**EXTRAIT CHOISI:**
__________________________________________________
Les griefs articulés dans la lettre de licenciement reprennent les critiques formulées dans l'avertissement.
Sur l'imitation de la signature de Madame Z... sur trois amen- dements, la matérialité des faits n'est pas contestée par Monsieur X... mais celui- ci indique que c'était un procédé habituellement toléré.
Madame Z... soutient que les amendements dont elle critique la signature par Monsieur X... le 25 novembre 2005, dits amendements Catana, ont été signés par Monsieur X..., sans son autorisation.
Si l'on peut admettre que pour résoudre des problèmes matériels liés à l'éloignement géographique de certains députés par rapport au parlement européen, un attaché parlementaire puisse signer un amendement à la place de son employeur en revanche, compte tenu du niveau de responsabilité d'un député dans sa participation à l'élaboration de la norme législative, une telle délégation de signature doit être précédée d'une instruction formelle et non équivoque du député.

Le 25 novembre 2005, les trois assistants parlementaires de Madame Z..., Madame A... et Monsieur B... devaient formaliser l'accord des trois députés sur une rédaction commune et ces amendements devaient être déposé avant 17 heures.
Il ressort des documents produits que Madame Z... était présente à Bruxelles jusqu'au 24 novembre. Une attestation de Madame A... témoigne de ce que dans la matinée du 25 novembre, elle avait été contactée pour signer un amendement et indiquait n'accepter de le signer que si Madame Z... en était d'accord. Elle exposait que Monsieur X... déposait l'amendement signé par Madame Z... vers 14 heures 30 et à 16 heures 30, elle était en contact avec Madame Z... qui indiquait qu'elle n'était au courant de rien.
Finalement, elle indiquait que Monsieur X... lui avait dit vers 17 heures n'avoir pu contacter Madame Z.... Madame Z... ayant finalement refusé cet accord, l'avenant n'a pas été déposé.
Des échanges de courriels démontrent que l'amendement avait été signé par Monsieur X... alors qu'il n'avait pas l'accord de Madame Z....
Il ressort des documents produits par Monsieur X... lui- même que les attachés parlementaires peuvent signer à la place de leur député avec accord écrit, accord oral ou sans accord préalable en cas d'urgence.
En l'espèce, aucun élément ne permet de considérer qu'il y avait une urgence telle que Monsieur X... n'avait pas le temps de contacter Madame Z.... Il ressort de l'attestation de Madame A... qu'elle a pu contacter Madame Z... sans difficulté et que manifestement Monsieur X... n'avait pas cherché à le faire et avait signé de lui même cet amendement sans en plus l'expliquer clairement.
__________________________________________________
Enregistrements de régions étiquetées:
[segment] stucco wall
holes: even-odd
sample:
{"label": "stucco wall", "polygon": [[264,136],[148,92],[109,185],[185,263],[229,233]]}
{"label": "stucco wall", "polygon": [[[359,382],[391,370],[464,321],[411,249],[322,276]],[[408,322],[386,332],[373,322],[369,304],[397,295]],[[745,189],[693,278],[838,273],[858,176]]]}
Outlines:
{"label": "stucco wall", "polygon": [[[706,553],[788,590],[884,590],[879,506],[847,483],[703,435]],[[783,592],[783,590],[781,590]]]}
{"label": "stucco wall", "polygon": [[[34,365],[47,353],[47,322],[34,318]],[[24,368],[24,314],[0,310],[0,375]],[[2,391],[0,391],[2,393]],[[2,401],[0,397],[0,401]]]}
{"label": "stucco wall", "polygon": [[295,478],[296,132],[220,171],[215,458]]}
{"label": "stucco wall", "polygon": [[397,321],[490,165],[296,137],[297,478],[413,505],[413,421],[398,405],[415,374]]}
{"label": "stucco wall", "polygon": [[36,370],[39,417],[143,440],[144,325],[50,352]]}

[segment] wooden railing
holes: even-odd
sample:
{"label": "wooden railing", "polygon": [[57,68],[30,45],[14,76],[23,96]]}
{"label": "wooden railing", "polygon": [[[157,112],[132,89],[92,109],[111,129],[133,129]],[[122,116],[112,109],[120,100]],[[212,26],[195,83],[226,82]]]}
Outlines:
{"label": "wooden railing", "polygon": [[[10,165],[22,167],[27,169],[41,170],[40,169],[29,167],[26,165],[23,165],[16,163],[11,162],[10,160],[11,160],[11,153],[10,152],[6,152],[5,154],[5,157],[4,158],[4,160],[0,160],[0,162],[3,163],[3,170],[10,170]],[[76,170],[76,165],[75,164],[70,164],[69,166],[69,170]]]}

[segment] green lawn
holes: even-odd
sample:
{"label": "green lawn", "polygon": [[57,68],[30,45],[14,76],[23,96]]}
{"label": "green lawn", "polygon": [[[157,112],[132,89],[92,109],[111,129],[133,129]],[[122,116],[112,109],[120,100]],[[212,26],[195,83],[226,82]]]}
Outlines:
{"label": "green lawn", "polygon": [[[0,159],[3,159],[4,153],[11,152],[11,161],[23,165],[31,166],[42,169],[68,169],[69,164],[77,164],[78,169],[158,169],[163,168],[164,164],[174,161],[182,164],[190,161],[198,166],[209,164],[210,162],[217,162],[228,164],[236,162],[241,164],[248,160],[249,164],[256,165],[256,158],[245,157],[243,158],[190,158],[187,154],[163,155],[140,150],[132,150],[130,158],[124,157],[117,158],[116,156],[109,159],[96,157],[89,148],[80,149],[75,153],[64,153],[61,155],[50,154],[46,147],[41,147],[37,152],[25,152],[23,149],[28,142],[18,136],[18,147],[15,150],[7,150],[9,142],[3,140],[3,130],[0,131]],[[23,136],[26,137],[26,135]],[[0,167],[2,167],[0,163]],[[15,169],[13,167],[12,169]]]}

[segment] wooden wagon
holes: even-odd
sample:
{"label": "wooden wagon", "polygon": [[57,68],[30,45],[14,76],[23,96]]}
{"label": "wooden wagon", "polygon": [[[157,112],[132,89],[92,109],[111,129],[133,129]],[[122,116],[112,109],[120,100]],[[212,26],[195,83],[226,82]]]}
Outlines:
__________________________________________________
**SÉRIE D'EXERCICES:**
1) Selon l'extrait, pourquoi un député doit-il donner une instruction formelle et non équivoque avant qu'un attaché parlementaire signe un amendement à sa place ? Répondez en une à trois phrases.
2) Parmi les lignes des enregistrements de régions étiquetées, commencez à celle qui contient "[segment] wooden railing" et allez jusqu'à la dernière ligne. Présentez-les sous forme de tableau Markdown à deux colonnes, "N°" et "Contenu", sans les lignes vides.
Ces lignes sont sans rapport avec l'extrait.

**RÉPONSES DANS L'ORDRE:**
1) Un député porte un niveau de responsabilité élevé dans sa participation à l'élaboration de la norme législative. Pour cette raison, une délégation de signature à un attaché parlementaire doit être précédée d'une instruction formelle et non équivoque de sa part.

2)
| N° | Contenu |
|---|---|
| 1 | [segment] wooden railing |
| 2 | holes: even-odd |
| 3 | sample: |
| 4 | {"label": "wooden railing", "polygon": [[57,68],[30,45],[14,76],[23,96]]} |
| 5 | {"label": "wooden railing", "polygon": [[[157,112],[132,89],[92,109],[111,129],[133,129]],[[122,116],[112,109],[120,100]],[[212,26],[195,83],[226,82]]]} |
| 6 | Outlines: |
| 7 | {"label": "wooden railing", "polygon": [[[10,165],[22,167],[27,169],[41,170],[40,169],[29,167],[26,165],[23,165],[16,163],[11,162],[10,160],[11,160],[11,153],[10,152],[6,152],[5,154],[5,157],[4,158],[4,160],[0,160],[0,162],[3,163],[3,170],[10,170]],[[76,170],[76,165],[75,164],[70,164],[69,166],[69,170]]]} |
| 8 | [segment] green lawn |
| 9 | holes: even-odd |
| 10 | sample: |
| 11 | {"label": "green lawn", "polygon": [[57,68],[30,45],[14,76],[23,96]]} |
| 12 | {"label": "green lawn", "polygon": [[[157,112],[132,89],[92,109],[111,129],[133,129]],[[122,116],[112,109],[120,100]],[[212,26],[195,83],[226,82]]]} |
| 13 | Outlines: |
| 14 | {"label": "green lawn", "polygon": [[[0,159],[3,159],[4,153],[11,152],[11,161],[23,165],[31,166],[42,169],[68,169],[69,164],[77,164],[78,169],[158,169],[163,168],[164,164],[174,161],[182,164],[190,161],[198,166],[209,164],[210,162],[217,162],[228,164],[236,162],[241,164],[248,160],[249,164],[256,165],[256,158],[245,157],[243,158],[190,158],[187,154],[163,155],[140,150],[132,150],[130,158],[124,157],[117,158],[116,156],[109,159],[96,157],[89,148],[80,149],[75,153],[64,153],[61,155],[50,154],[46,147],[41,147],[37,152],[25,152],[23,149],[28,142],[18,136],[18,147],[15,150],[7,150],[9,142],[3,140],[3,130],[0,131]],[[23,136],[26,137],[26,135]],[[0,167],[2,167],[0,163]],[[15,169],[13,167],[12,169]]]} |
| 15 | [segment] wooden wagon |
| 16 | holes: even-odd |
| 17 | sample: |
| 18 | {"label": "wooden wagon", "polygon": [[57,68],[30,45],[14,76],[23,96]]} |
| 19 | {"label": "wooden wagon", "polygon": [[[157,112],[132,89],[92,109],[111,129],[133,129]],[[122,116],[112,109],[120,100]],[[212,26],[195,83],[226,82]]]} |
| 20 | Outlines: |